------ Page extract

- Born: January 10, 1945 (age 81)
- Occupation: Dermatologist

= Jonathan Zizmor =

American dermatologist

Jonathan Zizmor (born 1945) is a retired American dermatologist in New York City famous for his television commercials and prolific, colorful subway ads promising that "Now you can have beautiful clear skin!" Zizmor received his MD from the Albert Einstein College of Medicine.

Zizmor was born to Julius and Felice Zizmor and grew up in New York City. He attended high school at Yeshiva University High School for Boys. Zizmor completed his internship in internal medicine at the hospitals of Albert Einstein College of Medicine and his residency in dermatology at New York University Hospital.

Comedian Nick Kroll has a sketch comedy series on Comedy Central "partially based on Zizmor" according to the Daily News. Zizmor was the subject of a Saturday Night Live sketch featuring Taran Killam as Brad Pitt in a parody of a Chanel ad.

------------

**What you need to do:**
(1) Decide whether each statement agrees with the Jonathan Zizmor article, answering yes or no and quoting the words of the article that settle it: (a) Zizmor completed his dermatology residency at New York University Hospital; (b) Zizmor received his MD from Yeshiva University; (c) Taran Killam played Brad Pitt in a Saturday Night Live sketch about Zizmor.
(2) Write a continuation of the Jonathan Zizmor article, starting after its final sentence.

------ Data extracts

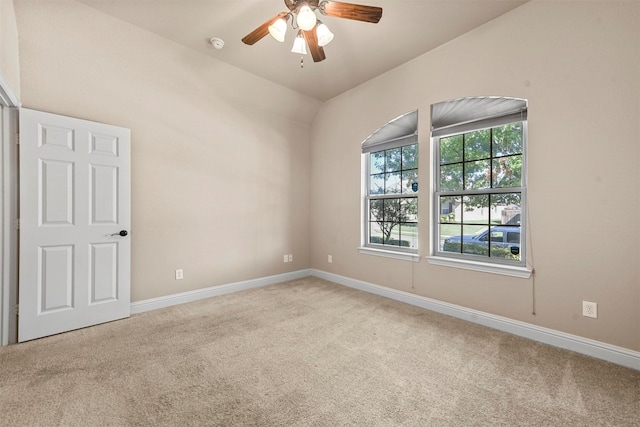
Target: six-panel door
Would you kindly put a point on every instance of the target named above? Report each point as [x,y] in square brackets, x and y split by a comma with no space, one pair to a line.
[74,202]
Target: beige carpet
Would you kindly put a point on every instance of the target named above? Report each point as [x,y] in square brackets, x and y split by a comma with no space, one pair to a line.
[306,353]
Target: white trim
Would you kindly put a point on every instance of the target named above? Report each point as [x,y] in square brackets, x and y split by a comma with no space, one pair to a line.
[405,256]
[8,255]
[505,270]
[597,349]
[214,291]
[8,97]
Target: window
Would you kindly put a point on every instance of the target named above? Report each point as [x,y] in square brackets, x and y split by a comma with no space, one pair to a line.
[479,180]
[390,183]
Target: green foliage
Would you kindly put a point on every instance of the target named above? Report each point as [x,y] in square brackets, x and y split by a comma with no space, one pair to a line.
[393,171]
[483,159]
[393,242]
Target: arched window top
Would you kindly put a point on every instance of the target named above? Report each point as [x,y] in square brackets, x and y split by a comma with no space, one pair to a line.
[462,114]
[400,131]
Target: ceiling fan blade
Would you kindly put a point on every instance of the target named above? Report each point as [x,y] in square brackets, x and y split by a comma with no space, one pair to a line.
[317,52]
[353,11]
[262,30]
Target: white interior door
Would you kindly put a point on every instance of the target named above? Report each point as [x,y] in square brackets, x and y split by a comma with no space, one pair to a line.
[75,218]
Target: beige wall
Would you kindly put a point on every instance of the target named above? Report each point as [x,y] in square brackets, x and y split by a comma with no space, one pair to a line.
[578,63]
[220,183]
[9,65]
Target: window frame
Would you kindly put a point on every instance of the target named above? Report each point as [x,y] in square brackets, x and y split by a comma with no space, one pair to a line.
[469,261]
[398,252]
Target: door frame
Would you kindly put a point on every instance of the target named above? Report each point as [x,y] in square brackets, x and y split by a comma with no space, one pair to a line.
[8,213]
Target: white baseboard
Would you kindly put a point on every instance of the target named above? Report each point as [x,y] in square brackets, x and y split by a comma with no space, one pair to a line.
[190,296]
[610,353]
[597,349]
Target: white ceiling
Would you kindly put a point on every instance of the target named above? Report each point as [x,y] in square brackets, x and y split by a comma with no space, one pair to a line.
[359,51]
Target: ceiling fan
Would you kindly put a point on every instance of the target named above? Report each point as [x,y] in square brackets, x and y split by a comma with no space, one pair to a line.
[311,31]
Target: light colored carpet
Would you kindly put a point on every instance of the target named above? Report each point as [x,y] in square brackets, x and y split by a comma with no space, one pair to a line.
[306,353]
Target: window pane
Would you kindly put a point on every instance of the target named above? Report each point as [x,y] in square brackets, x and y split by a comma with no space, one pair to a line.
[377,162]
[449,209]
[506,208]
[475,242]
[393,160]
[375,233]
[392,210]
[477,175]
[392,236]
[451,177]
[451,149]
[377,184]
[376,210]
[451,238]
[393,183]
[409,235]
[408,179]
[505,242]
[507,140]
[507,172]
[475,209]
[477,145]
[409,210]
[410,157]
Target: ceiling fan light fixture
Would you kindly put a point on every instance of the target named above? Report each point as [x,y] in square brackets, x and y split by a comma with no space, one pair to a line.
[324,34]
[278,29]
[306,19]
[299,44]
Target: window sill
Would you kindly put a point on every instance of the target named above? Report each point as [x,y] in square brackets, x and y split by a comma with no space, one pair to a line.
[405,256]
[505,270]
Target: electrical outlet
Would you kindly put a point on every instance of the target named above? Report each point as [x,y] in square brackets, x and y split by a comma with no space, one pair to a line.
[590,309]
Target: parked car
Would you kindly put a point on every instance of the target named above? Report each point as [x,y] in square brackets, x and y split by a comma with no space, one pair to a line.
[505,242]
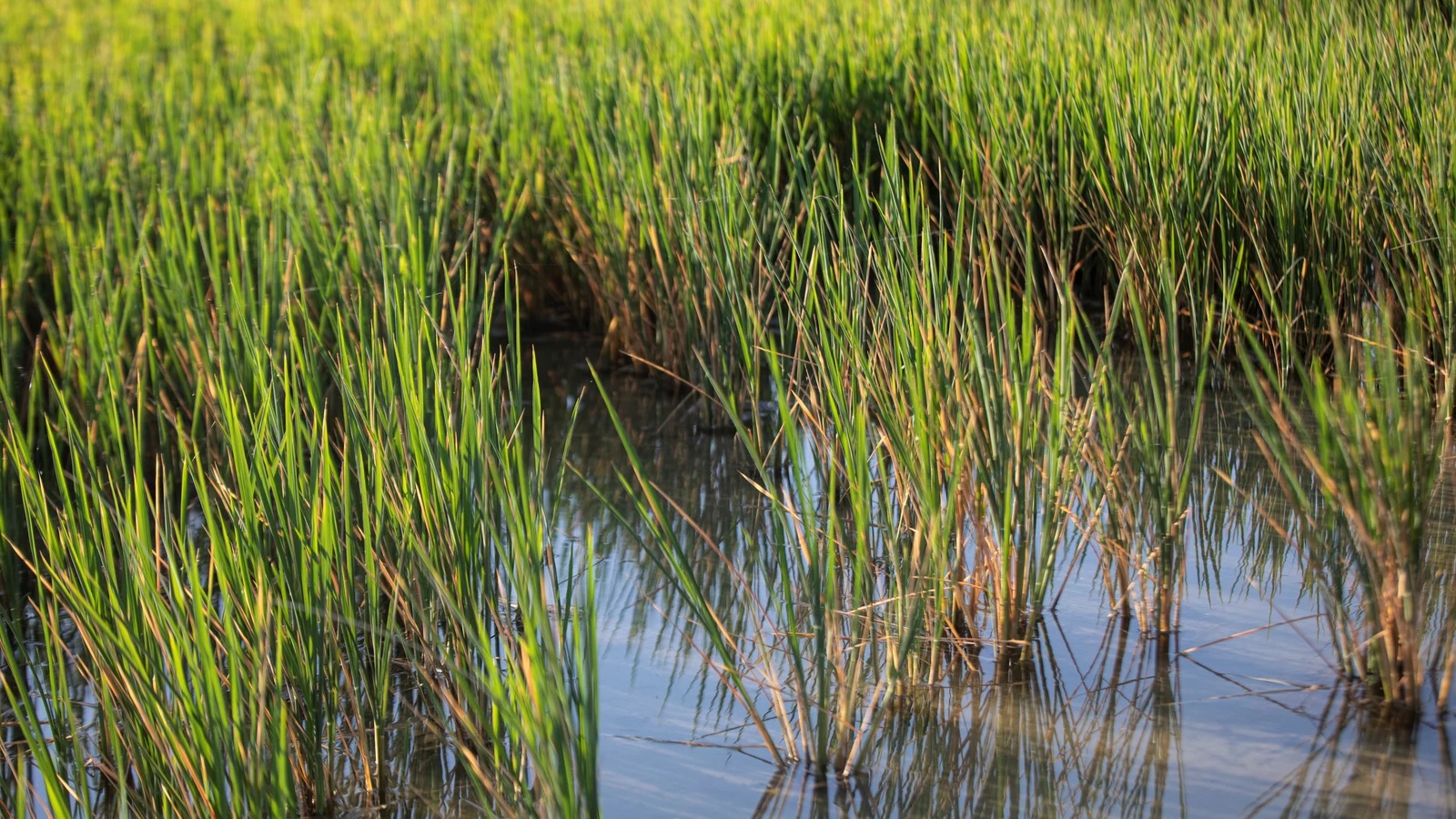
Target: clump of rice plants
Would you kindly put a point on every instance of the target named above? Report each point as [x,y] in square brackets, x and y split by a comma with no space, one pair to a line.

------------

**Results in order:**
(1)
(a) Yes: "his residency in dermatology at New York University Hospital."
(b) No: "Zizmor received his MD from the Albert Einstein College of Medicine."
(c) Yes: "featuring Taran Killam as Brad Pitt in a parody of a Chanel ad."

(2)
Zizmor has authored seven books on skin care, including Dr. Zizmor's Skin Care Book and Dr. Zizmor's Guide To Clearer Skin.

Zizmor has been certified by the American Board of Dermatology and is a member of it. He served for over 10 years as Chief of Dermatology at St. Vincent's Hospital.

Zizmor was offered a cameo appearance on 30 Rock, but turned it down, according to Tina Fey.

On January 4, 2016, it was announced that Zizmor had retired, and plants to travel and study the Talmud.

A 2021 fashion review noted that people in New York City enjoy showcasing their particular local culture, and described this love as "Zizmorcore".

==Advertising==

Zizmor's first subway advertisements appeared in 1981, with a tagline that promised "Now You Can Have Beautiful, Clear Skin". The subway advertisements appear in one out of every five subway cars, by some estimates, and were all created by Zizmor himself. They feature his face, often superimposed on a rainbow and/or a photograph of the New York skyline.